### Record extracts
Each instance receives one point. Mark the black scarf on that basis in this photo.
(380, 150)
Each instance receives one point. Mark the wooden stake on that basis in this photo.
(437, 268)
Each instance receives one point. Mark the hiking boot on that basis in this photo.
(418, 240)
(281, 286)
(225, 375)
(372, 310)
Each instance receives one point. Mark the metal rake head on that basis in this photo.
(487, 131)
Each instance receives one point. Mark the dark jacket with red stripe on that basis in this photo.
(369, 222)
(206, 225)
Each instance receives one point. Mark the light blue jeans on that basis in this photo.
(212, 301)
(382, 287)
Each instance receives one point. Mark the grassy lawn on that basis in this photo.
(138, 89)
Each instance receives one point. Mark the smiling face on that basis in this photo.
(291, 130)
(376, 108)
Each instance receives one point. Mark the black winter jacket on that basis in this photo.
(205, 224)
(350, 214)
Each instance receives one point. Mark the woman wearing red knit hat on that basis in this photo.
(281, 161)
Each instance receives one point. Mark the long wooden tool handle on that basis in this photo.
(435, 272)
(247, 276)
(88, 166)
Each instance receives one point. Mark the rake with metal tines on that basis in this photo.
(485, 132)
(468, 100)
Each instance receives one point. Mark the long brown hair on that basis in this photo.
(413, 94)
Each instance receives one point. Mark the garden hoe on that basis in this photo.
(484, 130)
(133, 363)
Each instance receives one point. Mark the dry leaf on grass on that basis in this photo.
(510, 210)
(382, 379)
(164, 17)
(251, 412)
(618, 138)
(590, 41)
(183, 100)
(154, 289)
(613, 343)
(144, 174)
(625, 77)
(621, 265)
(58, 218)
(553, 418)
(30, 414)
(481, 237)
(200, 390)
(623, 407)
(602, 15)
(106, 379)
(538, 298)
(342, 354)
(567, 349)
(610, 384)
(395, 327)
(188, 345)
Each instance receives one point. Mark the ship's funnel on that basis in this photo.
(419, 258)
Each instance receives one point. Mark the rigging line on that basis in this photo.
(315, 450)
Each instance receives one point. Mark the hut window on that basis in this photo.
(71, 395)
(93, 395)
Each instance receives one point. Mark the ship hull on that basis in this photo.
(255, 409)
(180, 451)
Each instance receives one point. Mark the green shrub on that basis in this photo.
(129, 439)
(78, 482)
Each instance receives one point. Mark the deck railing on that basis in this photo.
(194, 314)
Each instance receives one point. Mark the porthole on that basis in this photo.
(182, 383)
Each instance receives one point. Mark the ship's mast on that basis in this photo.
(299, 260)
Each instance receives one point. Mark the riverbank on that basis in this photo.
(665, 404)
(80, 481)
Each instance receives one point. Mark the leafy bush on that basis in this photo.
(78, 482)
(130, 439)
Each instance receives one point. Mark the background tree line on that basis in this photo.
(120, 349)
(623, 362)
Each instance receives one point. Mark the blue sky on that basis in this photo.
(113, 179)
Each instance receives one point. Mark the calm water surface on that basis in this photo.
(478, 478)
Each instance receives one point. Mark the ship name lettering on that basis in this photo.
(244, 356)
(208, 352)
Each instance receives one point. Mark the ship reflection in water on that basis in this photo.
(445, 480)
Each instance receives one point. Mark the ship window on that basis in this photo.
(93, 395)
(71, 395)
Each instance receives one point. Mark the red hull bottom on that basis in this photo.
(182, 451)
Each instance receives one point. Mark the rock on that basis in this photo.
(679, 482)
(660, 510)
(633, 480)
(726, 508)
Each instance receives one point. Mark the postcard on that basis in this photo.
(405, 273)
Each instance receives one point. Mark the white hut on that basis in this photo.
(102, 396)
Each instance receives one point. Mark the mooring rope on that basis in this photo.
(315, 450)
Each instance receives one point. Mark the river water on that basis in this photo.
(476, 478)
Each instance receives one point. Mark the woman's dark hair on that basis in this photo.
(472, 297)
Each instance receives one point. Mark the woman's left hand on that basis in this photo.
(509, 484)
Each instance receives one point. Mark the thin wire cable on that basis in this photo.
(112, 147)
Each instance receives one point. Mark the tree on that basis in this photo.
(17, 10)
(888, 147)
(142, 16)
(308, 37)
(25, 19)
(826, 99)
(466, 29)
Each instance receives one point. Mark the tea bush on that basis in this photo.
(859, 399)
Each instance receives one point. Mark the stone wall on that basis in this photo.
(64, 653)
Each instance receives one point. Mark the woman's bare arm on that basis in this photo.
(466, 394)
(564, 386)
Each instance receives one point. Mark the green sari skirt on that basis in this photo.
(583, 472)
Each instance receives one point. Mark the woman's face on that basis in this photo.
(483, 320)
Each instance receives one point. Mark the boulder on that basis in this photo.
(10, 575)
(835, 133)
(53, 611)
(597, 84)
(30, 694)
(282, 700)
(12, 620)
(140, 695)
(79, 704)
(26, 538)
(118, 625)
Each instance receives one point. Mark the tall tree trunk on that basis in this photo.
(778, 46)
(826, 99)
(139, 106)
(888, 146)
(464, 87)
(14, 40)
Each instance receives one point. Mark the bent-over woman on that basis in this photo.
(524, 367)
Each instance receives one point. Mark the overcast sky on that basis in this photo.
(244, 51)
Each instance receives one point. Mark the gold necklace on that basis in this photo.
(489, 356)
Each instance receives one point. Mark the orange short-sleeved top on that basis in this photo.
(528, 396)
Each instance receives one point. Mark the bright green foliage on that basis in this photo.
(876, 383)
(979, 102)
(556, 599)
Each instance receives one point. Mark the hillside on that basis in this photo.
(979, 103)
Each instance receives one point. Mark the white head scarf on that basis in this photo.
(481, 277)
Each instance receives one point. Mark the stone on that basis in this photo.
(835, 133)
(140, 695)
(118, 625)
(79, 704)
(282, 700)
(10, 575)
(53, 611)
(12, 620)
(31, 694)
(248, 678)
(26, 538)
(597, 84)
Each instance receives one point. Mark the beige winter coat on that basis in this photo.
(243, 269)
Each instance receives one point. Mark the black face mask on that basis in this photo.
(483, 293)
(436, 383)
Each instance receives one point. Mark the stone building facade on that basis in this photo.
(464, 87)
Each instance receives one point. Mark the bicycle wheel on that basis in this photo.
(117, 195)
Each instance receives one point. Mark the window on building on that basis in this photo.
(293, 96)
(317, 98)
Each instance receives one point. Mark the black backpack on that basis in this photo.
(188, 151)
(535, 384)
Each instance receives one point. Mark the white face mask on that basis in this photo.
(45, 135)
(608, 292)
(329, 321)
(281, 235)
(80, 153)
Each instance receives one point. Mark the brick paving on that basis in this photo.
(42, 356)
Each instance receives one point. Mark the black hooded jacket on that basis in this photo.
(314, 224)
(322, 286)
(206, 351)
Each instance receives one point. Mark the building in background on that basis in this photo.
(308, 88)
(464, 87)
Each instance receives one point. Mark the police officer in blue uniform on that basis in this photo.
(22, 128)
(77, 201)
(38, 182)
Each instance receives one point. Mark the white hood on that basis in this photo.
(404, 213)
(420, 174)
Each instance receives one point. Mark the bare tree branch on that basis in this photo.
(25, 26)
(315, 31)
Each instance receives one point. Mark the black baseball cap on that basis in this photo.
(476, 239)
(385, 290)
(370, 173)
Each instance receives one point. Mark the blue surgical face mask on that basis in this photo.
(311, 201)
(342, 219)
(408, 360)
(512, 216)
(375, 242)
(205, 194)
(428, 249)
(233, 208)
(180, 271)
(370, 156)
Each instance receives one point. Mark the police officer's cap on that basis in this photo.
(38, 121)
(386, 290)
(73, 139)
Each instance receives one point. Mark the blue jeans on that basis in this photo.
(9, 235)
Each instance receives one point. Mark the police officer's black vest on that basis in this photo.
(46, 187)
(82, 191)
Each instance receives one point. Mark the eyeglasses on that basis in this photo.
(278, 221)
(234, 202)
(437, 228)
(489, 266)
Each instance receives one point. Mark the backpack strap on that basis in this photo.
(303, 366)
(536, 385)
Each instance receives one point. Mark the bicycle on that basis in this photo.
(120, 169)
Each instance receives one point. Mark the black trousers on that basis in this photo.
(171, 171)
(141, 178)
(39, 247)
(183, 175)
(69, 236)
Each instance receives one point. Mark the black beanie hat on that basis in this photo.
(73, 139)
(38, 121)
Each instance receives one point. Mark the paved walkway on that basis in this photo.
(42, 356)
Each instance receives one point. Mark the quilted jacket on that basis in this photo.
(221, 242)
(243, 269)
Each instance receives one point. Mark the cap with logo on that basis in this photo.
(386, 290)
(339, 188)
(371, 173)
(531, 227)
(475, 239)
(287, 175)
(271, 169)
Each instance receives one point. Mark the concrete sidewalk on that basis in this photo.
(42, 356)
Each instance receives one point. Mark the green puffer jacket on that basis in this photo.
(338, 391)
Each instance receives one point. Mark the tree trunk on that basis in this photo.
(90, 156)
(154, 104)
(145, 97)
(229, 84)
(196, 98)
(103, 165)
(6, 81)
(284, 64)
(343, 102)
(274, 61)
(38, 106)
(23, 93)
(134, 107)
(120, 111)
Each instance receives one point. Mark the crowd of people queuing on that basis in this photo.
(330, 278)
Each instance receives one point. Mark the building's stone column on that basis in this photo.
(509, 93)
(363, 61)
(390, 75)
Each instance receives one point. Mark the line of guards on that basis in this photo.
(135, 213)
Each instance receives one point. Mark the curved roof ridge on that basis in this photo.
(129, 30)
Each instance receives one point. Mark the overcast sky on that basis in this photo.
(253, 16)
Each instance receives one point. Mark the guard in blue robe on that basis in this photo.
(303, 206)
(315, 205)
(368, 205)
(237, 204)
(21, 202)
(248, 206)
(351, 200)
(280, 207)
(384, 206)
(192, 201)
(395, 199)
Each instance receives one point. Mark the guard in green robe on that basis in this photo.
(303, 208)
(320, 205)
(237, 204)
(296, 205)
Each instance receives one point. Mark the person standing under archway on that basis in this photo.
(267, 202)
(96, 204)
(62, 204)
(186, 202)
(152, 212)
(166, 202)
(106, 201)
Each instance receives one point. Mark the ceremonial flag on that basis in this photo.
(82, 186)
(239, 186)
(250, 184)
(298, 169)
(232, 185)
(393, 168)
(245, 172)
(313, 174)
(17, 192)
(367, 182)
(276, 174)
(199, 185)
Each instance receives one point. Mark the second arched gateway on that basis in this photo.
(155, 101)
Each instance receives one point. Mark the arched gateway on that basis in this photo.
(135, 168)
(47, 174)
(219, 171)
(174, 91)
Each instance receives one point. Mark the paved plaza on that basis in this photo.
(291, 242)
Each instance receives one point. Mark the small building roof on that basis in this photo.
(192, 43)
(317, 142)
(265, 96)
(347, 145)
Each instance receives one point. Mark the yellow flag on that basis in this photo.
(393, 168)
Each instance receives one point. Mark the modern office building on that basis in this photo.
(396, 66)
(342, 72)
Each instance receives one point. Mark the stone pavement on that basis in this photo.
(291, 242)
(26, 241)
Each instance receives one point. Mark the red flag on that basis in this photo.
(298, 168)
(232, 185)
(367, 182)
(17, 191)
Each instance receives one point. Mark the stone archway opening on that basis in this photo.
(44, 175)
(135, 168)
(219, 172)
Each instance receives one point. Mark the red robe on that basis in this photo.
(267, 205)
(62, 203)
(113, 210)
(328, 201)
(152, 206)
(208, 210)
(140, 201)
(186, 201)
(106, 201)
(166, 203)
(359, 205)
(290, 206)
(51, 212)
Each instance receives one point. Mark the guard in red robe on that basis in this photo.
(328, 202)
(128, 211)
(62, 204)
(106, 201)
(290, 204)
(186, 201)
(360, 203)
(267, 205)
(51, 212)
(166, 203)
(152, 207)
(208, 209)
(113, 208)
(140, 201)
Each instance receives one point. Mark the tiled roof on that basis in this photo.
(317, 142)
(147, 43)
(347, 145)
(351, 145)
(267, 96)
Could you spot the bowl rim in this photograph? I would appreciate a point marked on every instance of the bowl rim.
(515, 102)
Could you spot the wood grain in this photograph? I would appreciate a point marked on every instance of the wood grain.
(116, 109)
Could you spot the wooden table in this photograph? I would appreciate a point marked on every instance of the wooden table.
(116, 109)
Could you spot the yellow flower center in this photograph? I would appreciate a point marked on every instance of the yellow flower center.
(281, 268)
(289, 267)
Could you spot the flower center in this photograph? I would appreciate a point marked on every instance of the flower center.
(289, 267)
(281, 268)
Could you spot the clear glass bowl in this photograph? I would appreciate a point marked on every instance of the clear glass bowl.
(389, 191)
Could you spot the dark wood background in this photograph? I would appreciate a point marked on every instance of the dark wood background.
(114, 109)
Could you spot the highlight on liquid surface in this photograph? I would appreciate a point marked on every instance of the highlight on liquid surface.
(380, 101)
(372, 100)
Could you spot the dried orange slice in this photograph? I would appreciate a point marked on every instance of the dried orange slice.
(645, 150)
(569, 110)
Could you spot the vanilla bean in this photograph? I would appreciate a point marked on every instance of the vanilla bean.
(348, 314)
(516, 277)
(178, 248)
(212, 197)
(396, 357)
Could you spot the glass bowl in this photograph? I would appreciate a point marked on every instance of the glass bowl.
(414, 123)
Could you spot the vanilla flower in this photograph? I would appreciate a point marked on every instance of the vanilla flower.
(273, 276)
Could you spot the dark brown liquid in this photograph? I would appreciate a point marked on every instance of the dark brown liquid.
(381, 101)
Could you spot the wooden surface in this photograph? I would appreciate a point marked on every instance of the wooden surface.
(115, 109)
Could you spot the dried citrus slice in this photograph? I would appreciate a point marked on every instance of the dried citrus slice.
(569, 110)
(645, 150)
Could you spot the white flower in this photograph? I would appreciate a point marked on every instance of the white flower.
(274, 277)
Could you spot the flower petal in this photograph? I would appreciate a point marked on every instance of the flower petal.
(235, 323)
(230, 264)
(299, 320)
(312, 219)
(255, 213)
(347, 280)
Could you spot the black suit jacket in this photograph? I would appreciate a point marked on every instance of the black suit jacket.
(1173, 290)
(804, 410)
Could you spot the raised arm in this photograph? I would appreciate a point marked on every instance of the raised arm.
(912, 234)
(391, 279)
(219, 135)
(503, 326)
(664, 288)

### Task statement
Reply with exactly the lines above from the one that contains "Could you spot the white" through the final line of the material, and with nothing else.

### Response area
Could you spot the white flower in this photograph? I would appreciate a point marked on every instance of the white flower.
(274, 277)
Could you spot the flower petal in this photograph? I would appreciate a point marked on every instance of the flower petal.
(235, 323)
(230, 264)
(299, 320)
(312, 219)
(255, 213)
(347, 280)
Could you spot the black suit jacket in this photograph? I would appreciate a point marked on every instance of the black suit jacket.
(1173, 290)
(804, 410)
Could you spot the raised arm in this photograph? I would appreciate a point marked on every instance of the raised arm.
(912, 234)
(391, 279)
(219, 135)
(503, 326)
(664, 288)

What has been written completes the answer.